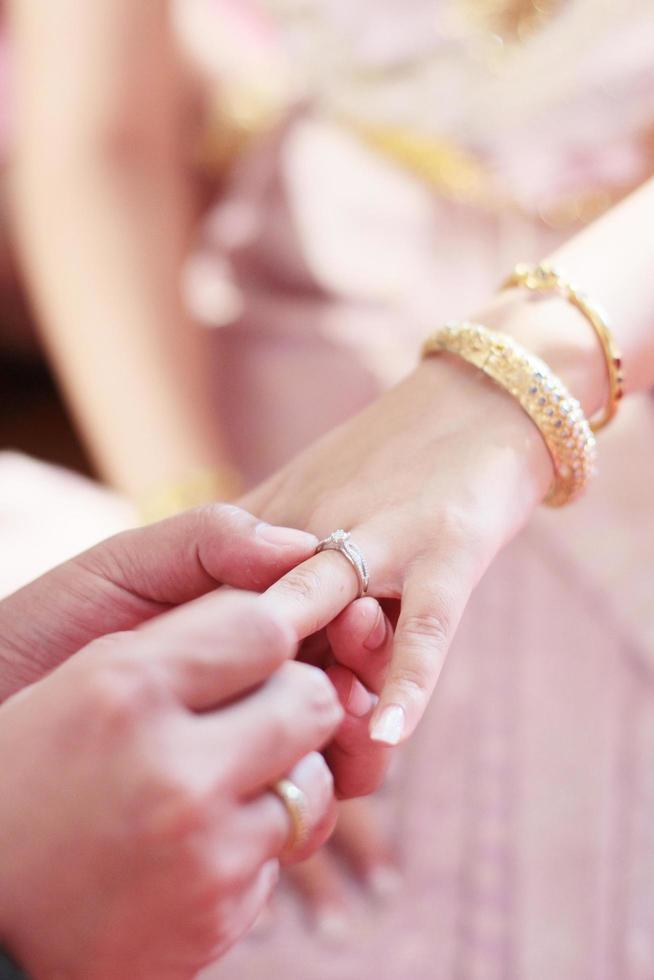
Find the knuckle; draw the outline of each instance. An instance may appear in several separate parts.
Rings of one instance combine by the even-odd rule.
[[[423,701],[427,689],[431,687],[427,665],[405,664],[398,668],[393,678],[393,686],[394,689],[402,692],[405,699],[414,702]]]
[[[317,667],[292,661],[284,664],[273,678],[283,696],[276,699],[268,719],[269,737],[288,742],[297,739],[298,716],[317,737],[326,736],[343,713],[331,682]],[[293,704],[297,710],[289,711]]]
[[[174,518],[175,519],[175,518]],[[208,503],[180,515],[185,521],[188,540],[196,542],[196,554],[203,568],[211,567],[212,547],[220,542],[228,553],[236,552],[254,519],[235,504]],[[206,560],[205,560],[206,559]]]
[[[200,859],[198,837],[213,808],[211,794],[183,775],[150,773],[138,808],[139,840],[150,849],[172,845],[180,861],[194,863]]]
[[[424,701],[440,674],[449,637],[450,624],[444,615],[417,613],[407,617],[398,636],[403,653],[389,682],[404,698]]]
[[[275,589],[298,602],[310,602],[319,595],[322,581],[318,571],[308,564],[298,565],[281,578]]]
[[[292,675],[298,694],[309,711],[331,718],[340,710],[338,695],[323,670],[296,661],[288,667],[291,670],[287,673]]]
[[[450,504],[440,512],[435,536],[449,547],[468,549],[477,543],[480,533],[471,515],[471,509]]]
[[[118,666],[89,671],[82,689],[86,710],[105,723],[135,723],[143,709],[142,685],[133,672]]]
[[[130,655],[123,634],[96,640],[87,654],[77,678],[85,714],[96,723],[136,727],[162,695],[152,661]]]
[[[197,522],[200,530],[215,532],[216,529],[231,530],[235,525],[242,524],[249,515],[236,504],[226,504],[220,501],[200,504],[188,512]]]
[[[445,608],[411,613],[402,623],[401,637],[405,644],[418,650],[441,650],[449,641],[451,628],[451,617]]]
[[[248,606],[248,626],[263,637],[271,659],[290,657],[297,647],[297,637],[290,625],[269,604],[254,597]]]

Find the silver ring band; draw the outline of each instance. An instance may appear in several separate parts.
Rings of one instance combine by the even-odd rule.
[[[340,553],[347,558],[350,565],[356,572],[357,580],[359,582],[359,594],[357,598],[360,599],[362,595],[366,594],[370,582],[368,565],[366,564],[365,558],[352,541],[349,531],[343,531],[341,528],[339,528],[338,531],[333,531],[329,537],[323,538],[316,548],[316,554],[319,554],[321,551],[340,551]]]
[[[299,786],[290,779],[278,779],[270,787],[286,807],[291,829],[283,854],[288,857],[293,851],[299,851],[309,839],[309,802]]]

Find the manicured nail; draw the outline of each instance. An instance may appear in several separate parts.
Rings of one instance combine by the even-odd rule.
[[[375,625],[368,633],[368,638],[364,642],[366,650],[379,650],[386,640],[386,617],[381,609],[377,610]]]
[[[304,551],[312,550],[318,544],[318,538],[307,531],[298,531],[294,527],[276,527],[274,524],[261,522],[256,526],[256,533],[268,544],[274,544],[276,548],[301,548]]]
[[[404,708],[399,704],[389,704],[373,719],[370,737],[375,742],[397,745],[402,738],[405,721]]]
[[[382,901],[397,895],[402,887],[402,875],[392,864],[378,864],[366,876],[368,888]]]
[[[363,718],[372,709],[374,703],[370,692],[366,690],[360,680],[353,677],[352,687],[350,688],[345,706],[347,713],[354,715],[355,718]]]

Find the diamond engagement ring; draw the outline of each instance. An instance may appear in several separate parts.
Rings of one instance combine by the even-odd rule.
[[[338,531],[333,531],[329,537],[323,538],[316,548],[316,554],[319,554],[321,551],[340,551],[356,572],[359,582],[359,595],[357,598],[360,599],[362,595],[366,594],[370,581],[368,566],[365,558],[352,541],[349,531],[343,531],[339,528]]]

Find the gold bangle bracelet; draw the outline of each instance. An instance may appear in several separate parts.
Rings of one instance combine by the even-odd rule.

::::::::::

Repeat the listing above word for word, omitting the pictures.

* Task result
Find the knuckle; draw the outline of each instance. An instance may appear in several separate parts.
Rings of one instance combine by the even-odd rule.
[[[423,701],[427,689],[431,687],[427,665],[405,664],[398,668],[393,678],[393,686],[394,689],[402,692],[405,699],[414,702]]]
[[[317,667],[292,661],[284,664],[273,678],[283,696],[276,699],[268,719],[269,737],[288,742],[297,739],[298,716],[317,737],[326,736],[343,713],[331,682]],[[293,704],[297,710],[289,711]]]
[[[174,518],[175,519],[175,518]],[[208,503],[180,515],[185,521],[188,540],[196,542],[196,554],[203,568],[211,567],[212,547],[220,542],[228,553],[236,552],[254,519],[235,504]],[[206,560],[205,560],[206,559]]]
[[[200,859],[198,837],[213,808],[211,794],[183,775],[150,773],[138,808],[139,840],[150,849],[172,845],[180,861],[194,863]]]
[[[424,701],[440,674],[449,637],[450,624],[444,615],[417,613],[407,617],[398,636],[403,653],[389,682],[404,698]]]
[[[275,589],[298,602],[310,602],[319,595],[322,581],[318,571],[308,564],[298,565],[281,578]]]
[[[292,675],[298,694],[309,711],[331,718],[340,710],[338,695],[323,670],[296,661],[288,667],[291,670],[287,673]]]
[[[450,504],[440,512],[435,536],[449,547],[468,549],[477,543],[480,533],[471,515],[471,509]]]
[[[118,666],[89,671],[82,689],[86,710],[105,723],[135,723],[143,709],[142,685],[133,672]]]
[[[130,655],[123,634],[96,640],[87,654],[77,678],[85,714],[96,723],[136,727],[162,695],[152,661]]]
[[[197,522],[200,530],[215,532],[216,529],[231,530],[235,525],[242,524],[249,515],[236,504],[226,504],[220,501],[200,504],[188,512]]]
[[[445,608],[411,613],[402,623],[401,637],[405,644],[418,650],[441,650],[449,641],[451,628],[451,617]]]
[[[248,606],[248,626],[263,637],[271,659],[290,657],[297,647],[297,637],[290,625],[269,604],[254,597]]]

Find the silver ring band; draw the outline of each instance. An instance may appear in several separate parts.
Rings of one instance combine by the even-odd rule.
[[[340,553],[347,558],[350,565],[356,572],[357,580],[359,582],[359,594],[357,598],[360,599],[362,595],[366,594],[370,582],[368,565],[366,564],[365,558],[352,541],[349,531],[343,531],[341,528],[339,528],[338,531],[333,531],[329,537],[323,538],[316,548],[316,554],[319,554],[321,551],[340,551]]]
[[[299,786],[290,779],[278,779],[270,787],[286,807],[291,829],[283,854],[288,857],[293,851],[299,851],[309,839],[309,802]]]

Find the manicured nail; draw the outline of each instance. An instance may appear in several separate parts.
Rings of one instance combine by the even-odd rule.
[[[375,625],[368,633],[368,638],[364,642],[366,650],[379,650],[386,640],[386,617],[381,609],[377,610]]]
[[[304,551],[312,550],[318,544],[318,538],[307,531],[298,531],[294,527],[276,527],[274,524],[261,522],[256,526],[256,533],[268,544],[274,544],[276,548],[301,548]]]
[[[404,708],[399,704],[389,704],[373,719],[370,737],[375,742],[397,745],[402,738],[405,721]]]
[[[382,901],[397,895],[402,887],[402,875],[392,864],[378,864],[366,876],[368,888]]]
[[[363,718],[372,709],[374,703],[370,692],[366,690],[360,680],[353,677],[352,687],[350,688],[345,706],[347,713],[354,715],[355,718]]]

Find the diamond engagement ring; draw the outline of each instance. An instance may appear in several separate parts.
Rings of one instance combine by the even-odd rule.
[[[338,531],[333,531],[329,537],[323,538],[316,548],[316,554],[319,554],[321,551],[340,551],[356,572],[359,582],[359,595],[357,598],[360,599],[362,595],[366,594],[370,581],[368,566],[365,558],[352,541],[349,531],[343,531],[339,528]]]

Find the gold bangle bracelet; draw the outline of each instance. An instance may appear in several separate parts.
Rings of one instance combine by the even-odd rule.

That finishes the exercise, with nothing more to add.